Rows.
● ● ● ●
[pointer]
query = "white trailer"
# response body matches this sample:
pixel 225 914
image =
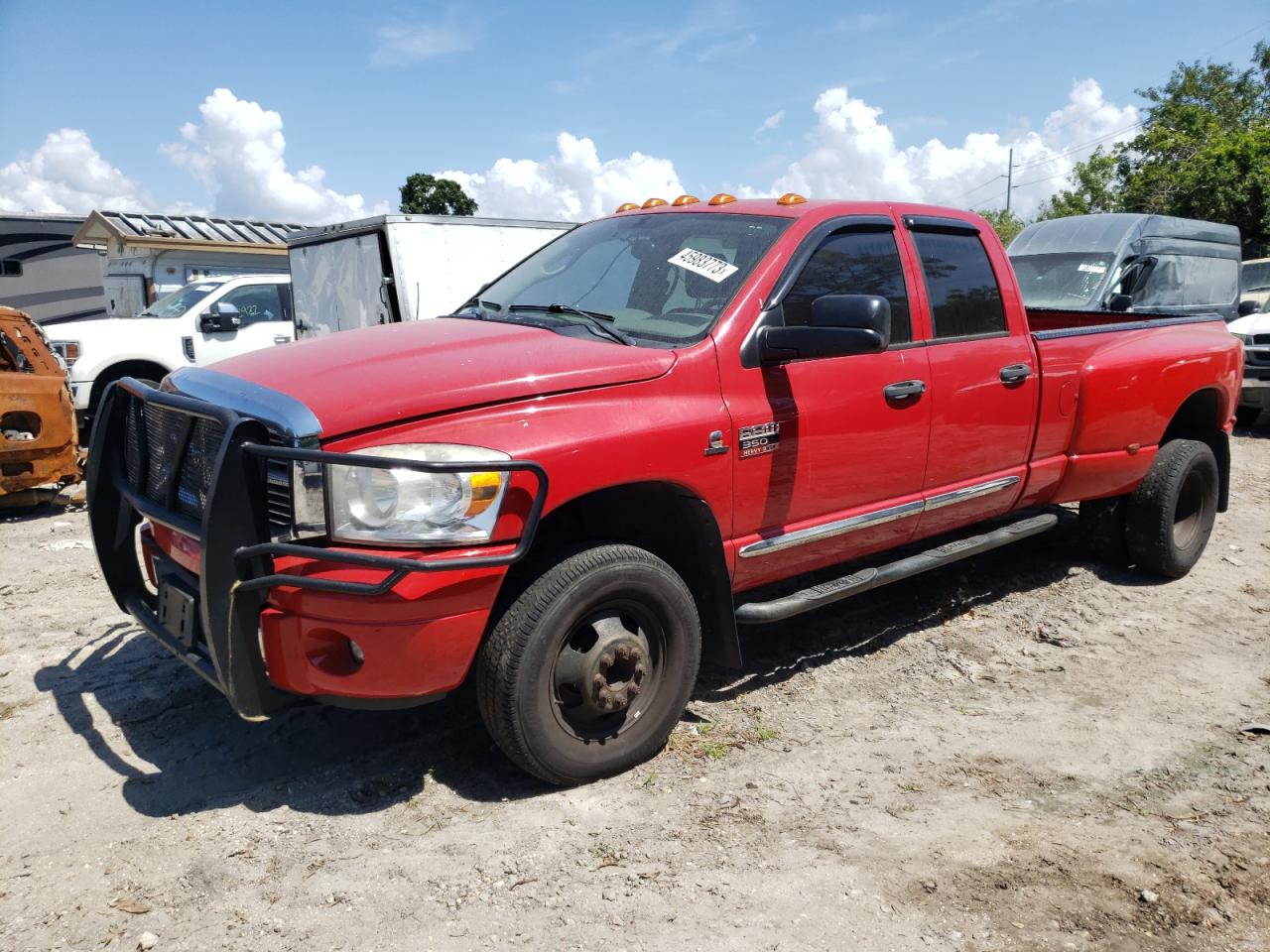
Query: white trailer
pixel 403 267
● ● ● ●
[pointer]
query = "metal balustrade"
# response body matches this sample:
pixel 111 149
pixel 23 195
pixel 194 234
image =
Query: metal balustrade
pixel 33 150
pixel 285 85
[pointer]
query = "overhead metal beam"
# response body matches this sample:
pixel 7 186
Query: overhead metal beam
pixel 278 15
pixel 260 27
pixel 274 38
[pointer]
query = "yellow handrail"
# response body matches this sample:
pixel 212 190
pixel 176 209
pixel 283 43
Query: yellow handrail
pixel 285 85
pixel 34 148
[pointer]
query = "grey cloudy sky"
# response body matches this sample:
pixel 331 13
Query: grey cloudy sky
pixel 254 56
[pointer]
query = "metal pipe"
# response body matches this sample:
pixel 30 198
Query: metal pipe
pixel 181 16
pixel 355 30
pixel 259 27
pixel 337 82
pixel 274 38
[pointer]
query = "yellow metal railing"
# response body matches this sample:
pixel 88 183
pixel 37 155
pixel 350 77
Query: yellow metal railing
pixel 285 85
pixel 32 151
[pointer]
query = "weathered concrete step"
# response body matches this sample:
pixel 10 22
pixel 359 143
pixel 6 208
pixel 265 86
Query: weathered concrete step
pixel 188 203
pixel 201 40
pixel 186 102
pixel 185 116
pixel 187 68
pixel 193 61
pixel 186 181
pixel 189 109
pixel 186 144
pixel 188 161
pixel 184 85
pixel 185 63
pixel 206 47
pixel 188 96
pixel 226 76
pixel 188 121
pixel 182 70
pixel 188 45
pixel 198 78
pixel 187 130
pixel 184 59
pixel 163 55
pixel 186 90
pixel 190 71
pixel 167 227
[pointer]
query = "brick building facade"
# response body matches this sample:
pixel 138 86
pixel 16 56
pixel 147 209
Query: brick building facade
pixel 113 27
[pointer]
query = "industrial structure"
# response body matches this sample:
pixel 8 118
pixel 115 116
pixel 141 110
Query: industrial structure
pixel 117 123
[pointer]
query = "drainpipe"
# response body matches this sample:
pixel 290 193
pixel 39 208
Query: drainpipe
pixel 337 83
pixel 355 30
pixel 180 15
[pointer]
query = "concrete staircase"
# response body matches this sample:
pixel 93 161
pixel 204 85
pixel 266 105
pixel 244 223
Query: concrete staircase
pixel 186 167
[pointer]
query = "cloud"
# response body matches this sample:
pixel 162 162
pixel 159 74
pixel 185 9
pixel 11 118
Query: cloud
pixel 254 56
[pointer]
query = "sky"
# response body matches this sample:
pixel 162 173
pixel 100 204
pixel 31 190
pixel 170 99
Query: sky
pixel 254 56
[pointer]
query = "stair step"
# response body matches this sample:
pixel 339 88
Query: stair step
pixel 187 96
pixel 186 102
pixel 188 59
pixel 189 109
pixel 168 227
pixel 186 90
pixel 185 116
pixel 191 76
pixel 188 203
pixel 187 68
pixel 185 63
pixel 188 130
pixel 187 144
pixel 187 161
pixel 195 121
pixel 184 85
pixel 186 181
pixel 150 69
● ● ● ●
The request.
Print each line of the items above that contains the string "concrete".

Response.
query = "weathered concrete step"
Query: weathered concrete step
query = "concrete staircase"
Query: concrete staircase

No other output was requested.